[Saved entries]
— start —

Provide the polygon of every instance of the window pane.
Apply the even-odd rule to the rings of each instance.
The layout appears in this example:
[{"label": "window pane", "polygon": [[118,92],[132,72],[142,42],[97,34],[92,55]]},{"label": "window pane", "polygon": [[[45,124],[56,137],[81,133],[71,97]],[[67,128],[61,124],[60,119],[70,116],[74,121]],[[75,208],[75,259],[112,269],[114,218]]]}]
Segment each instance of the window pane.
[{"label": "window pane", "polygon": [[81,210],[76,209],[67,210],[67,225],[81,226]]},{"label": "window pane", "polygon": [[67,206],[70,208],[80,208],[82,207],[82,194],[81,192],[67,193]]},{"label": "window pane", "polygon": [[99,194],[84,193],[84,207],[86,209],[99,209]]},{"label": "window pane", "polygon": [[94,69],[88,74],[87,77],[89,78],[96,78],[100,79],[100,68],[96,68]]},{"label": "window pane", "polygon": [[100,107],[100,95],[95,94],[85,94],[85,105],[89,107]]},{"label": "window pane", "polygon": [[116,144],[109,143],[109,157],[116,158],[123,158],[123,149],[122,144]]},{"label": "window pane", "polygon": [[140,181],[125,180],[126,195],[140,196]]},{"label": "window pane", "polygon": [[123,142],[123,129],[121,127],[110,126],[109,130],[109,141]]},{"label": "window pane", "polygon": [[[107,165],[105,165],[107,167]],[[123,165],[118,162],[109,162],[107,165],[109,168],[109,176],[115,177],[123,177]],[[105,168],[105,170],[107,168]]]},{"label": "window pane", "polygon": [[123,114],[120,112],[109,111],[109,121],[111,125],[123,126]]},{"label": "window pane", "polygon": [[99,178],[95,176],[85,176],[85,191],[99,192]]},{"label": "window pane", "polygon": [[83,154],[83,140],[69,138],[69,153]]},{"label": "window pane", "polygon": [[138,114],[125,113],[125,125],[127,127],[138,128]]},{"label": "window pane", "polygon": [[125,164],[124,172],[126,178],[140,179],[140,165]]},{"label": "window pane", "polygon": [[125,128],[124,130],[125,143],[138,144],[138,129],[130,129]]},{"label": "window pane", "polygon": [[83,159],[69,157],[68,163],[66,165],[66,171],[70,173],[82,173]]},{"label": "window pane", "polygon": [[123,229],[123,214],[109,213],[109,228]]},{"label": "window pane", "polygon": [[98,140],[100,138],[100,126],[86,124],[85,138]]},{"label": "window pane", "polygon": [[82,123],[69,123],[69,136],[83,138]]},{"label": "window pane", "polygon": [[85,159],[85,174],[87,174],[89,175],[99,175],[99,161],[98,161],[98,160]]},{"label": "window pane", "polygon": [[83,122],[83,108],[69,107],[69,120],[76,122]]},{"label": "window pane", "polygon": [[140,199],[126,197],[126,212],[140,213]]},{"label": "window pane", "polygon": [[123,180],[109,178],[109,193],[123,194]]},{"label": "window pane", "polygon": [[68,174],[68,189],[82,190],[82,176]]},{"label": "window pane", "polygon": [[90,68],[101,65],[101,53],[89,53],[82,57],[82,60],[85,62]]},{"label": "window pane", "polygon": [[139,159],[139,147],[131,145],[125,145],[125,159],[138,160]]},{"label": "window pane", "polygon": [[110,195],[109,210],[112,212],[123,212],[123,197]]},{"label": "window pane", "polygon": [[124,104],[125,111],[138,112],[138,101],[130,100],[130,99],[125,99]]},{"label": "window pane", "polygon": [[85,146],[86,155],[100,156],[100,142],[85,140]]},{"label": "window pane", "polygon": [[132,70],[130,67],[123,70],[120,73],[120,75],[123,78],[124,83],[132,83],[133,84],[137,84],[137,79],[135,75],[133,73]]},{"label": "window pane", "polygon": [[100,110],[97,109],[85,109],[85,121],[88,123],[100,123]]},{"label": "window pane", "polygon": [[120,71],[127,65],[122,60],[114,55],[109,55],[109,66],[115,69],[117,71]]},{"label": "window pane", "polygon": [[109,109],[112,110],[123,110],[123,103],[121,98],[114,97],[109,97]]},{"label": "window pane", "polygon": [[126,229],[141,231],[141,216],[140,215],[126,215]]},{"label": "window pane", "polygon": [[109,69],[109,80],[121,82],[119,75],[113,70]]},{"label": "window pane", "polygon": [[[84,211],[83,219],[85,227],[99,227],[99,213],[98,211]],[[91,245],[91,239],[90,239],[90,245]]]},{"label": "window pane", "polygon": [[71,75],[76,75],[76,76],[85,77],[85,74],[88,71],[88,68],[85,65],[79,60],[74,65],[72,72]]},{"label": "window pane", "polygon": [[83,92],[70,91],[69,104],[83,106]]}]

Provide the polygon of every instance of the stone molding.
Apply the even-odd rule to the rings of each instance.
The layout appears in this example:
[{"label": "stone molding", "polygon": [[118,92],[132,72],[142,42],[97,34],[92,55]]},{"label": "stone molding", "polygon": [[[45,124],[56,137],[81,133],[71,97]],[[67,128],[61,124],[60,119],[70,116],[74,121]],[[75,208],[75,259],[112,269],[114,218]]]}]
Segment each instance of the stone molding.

— end —

- [EXERCISE DESCRIPTION]
Copy every line of the material verbatim.

- [THE RESULT]
Provide the polygon of every instance of the window pane.
Apply the even-odd rule to the rings of each instance.
The layout appears in this example:
[{"label": "window pane", "polygon": [[118,92],[132,72],[142,42],[97,34],[92,55]]},{"label": "window pane", "polygon": [[[45,124],[56,137],[81,133],[71,97]],[[67,128],[61,124],[60,119],[70,116],[74,121]],[[75,208],[75,259],[112,269],[114,218]]]}]
Segment each instance of the window pane.
[{"label": "window pane", "polygon": [[81,210],[76,209],[67,210],[67,225],[81,226]]},{"label": "window pane", "polygon": [[67,206],[70,208],[80,208],[82,207],[82,194],[81,192],[67,193]]},{"label": "window pane", "polygon": [[99,194],[84,193],[84,207],[86,209],[99,209]]},{"label": "window pane", "polygon": [[94,69],[88,74],[87,77],[89,78],[96,78],[100,79],[100,68],[96,68]]},{"label": "window pane", "polygon": [[100,107],[100,95],[95,94],[85,94],[85,105],[89,107]]},{"label": "window pane", "polygon": [[116,144],[109,143],[109,157],[116,158],[123,158],[123,149],[122,144]]},{"label": "window pane", "polygon": [[140,181],[125,180],[126,195],[140,196]]},{"label": "window pane", "polygon": [[123,142],[123,129],[121,127],[110,126],[109,130],[109,141]]},{"label": "window pane", "polygon": [[[107,165],[105,165],[107,167]],[[123,165],[118,162],[109,162],[107,165],[109,168],[109,176],[115,177],[123,177]],[[105,168],[105,170],[107,168]]]},{"label": "window pane", "polygon": [[123,114],[120,112],[109,111],[109,121],[111,125],[123,126]]},{"label": "window pane", "polygon": [[99,178],[95,176],[85,176],[85,191],[99,192]]},{"label": "window pane", "polygon": [[83,154],[83,140],[69,138],[69,153]]},{"label": "window pane", "polygon": [[138,114],[125,113],[125,125],[127,127],[138,128]]},{"label": "window pane", "polygon": [[125,164],[124,172],[126,178],[140,179],[140,165]]},{"label": "window pane", "polygon": [[125,128],[124,130],[125,143],[138,144],[138,129],[130,129]]},{"label": "window pane", "polygon": [[83,159],[69,157],[68,163],[66,165],[66,171],[70,173],[82,173]]},{"label": "window pane", "polygon": [[123,229],[123,214],[109,213],[109,228]]},{"label": "window pane", "polygon": [[98,140],[100,138],[100,126],[86,124],[85,138]]},{"label": "window pane", "polygon": [[82,123],[69,123],[69,136],[83,138]]},{"label": "window pane", "polygon": [[85,159],[85,174],[87,174],[89,175],[99,175],[99,161],[98,161],[98,160]]},{"label": "window pane", "polygon": [[83,122],[83,108],[69,107],[69,120],[76,122]]},{"label": "window pane", "polygon": [[140,199],[126,197],[126,212],[140,213]]},{"label": "window pane", "polygon": [[123,180],[109,178],[109,193],[123,194]]},{"label": "window pane", "polygon": [[68,174],[68,189],[82,190],[82,176]]},{"label": "window pane", "polygon": [[90,68],[101,65],[101,53],[89,53],[82,57],[82,60],[85,62]]},{"label": "window pane", "polygon": [[139,159],[139,147],[131,145],[125,145],[125,159],[138,160]]},{"label": "window pane", "polygon": [[110,195],[109,210],[112,212],[123,212],[123,197]]},{"label": "window pane", "polygon": [[124,104],[125,111],[138,112],[138,101],[130,100],[130,99],[125,99]]},{"label": "window pane", "polygon": [[85,146],[86,155],[100,156],[100,142],[85,140]]},{"label": "window pane", "polygon": [[132,70],[130,67],[123,70],[120,73],[120,75],[123,78],[124,83],[132,83],[133,84],[137,84],[137,79],[135,75],[133,73]]},{"label": "window pane", "polygon": [[100,110],[97,109],[85,109],[85,121],[88,123],[100,123]]},{"label": "window pane", "polygon": [[120,71],[127,65],[122,60],[114,55],[109,55],[109,66],[115,69],[117,71]]},{"label": "window pane", "polygon": [[109,109],[112,110],[123,110],[123,103],[121,98],[114,97],[109,97]]},{"label": "window pane", "polygon": [[126,229],[141,231],[141,216],[140,215],[126,215]]},{"label": "window pane", "polygon": [[109,69],[109,80],[121,82],[119,75],[113,70]]},{"label": "window pane", "polygon": [[[84,211],[83,219],[85,227],[99,227],[99,213],[98,211]],[[91,245],[91,239],[90,239],[90,245]]]},{"label": "window pane", "polygon": [[71,75],[76,75],[76,76],[85,77],[85,74],[88,71],[88,68],[85,65],[79,60],[74,65],[72,72]]},{"label": "window pane", "polygon": [[83,92],[70,91],[69,104],[83,106]]}]

Provide the polygon of every instance of the stone molding.
Apply the even-odd rule to the rings of each instance.
The layout appears in this example:
[{"label": "stone molding", "polygon": [[118,92],[132,72],[142,42],[97,34],[92,55]]},{"label": "stone molding", "polygon": [[[45,124],[56,137],[81,133],[71,97]],[[67,128],[61,124],[60,119],[70,116],[74,121]],[[75,208],[75,259],[112,269],[114,218]]]}]
Segment each instance of the stone molding.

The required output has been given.